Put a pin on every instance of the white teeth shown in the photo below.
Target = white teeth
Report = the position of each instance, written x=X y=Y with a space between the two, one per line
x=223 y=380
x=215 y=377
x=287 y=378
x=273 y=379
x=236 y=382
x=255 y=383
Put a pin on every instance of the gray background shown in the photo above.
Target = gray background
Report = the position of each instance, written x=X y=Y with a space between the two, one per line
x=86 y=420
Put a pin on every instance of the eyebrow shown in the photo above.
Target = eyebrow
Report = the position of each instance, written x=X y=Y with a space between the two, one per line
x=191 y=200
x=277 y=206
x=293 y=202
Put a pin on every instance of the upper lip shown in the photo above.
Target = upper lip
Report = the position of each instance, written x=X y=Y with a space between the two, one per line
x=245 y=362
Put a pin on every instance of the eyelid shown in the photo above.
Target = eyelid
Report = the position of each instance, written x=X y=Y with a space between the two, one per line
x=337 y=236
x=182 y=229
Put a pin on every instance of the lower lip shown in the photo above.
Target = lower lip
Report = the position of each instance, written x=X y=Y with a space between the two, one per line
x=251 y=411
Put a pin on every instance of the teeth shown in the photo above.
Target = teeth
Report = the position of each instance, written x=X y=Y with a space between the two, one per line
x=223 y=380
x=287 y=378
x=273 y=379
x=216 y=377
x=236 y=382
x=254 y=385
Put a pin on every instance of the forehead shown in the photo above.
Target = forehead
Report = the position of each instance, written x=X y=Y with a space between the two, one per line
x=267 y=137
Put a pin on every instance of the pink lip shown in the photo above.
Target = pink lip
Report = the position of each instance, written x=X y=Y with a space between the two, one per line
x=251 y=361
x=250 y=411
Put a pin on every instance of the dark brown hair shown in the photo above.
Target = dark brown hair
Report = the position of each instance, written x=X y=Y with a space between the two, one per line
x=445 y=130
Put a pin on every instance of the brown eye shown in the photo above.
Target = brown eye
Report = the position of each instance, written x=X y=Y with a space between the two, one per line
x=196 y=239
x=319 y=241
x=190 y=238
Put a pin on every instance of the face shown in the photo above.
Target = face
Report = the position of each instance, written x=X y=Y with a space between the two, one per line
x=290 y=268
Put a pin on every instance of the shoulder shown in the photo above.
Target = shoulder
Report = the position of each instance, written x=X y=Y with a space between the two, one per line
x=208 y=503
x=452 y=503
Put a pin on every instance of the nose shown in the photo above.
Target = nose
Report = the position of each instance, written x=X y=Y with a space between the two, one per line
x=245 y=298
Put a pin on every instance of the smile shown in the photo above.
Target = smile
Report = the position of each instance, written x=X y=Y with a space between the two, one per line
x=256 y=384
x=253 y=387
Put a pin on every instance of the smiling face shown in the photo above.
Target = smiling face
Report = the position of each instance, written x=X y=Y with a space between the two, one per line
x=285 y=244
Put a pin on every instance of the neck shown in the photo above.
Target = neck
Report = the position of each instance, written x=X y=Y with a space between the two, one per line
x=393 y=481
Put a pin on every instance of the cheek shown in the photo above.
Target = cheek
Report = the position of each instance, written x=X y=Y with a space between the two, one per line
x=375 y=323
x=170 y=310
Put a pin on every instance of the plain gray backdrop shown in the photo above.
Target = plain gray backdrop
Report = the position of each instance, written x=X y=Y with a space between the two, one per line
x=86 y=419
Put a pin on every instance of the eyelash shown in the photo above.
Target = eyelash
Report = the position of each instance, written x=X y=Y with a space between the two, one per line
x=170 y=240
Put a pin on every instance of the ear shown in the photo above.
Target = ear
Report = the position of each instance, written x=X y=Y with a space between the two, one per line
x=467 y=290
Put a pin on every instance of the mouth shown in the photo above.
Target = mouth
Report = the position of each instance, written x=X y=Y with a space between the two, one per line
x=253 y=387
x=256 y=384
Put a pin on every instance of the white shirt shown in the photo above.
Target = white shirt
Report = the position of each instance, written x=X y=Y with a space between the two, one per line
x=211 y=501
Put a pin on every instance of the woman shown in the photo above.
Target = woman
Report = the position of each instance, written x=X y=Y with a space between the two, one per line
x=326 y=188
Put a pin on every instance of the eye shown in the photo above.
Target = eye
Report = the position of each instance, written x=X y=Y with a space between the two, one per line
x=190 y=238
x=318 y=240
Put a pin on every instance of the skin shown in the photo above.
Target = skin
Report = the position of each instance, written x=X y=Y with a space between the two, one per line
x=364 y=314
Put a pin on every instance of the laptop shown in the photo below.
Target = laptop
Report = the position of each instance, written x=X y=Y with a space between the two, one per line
____________
Given task | Convert the lines, beginning with the very first and going on through the line that contains "x=245 y=362", into a numbered list, leaving out any blank lines.

Solution for this problem |
1. Put a pin on every instance of the white teeth shown in the photo below.
2. Target = white teeth
3. Report = the position of each instance, written x=X y=Y with a space between the two, one per line
4. x=223 y=380
5. x=215 y=377
6. x=287 y=378
7. x=273 y=379
8. x=236 y=382
9. x=255 y=383
10. Put a pin on every instance of the gray background shown in the photo above.
11. Target = gray background
12. Report = the position of each instance, written x=X y=Y with a space between the two, one per line
13. x=86 y=420
14. Put a pin on every instance of the eyebrow shown in the photo above.
15. Target = eyebrow
16. Report = the position of each instance, written x=X y=Y with a space between the two, one per line
17. x=191 y=200
18. x=277 y=206
19. x=293 y=202
20. Put a pin on every instance of the upper lip shown in the photo above.
21. Target = upper lip
22. Report = the position of each instance, written x=X y=Y with a space between the two, one per line
23. x=245 y=362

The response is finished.